-- START OF INFORMATION GIVEN --

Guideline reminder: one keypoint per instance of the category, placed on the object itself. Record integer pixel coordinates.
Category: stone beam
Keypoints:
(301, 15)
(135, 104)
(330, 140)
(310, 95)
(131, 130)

-- END OF INFORMATION GIVEN --

Format all the lines of the items above as a numbered list, omitting any blank lines.

1. Guideline reminder: one keypoint per instance of the category, placed on the object itself. Record integer pixel coordinates.
2. Category: stone beam
3. Keypoints:
4. (301, 15)
5. (135, 104)
6. (330, 140)
7. (310, 95)
8. (131, 130)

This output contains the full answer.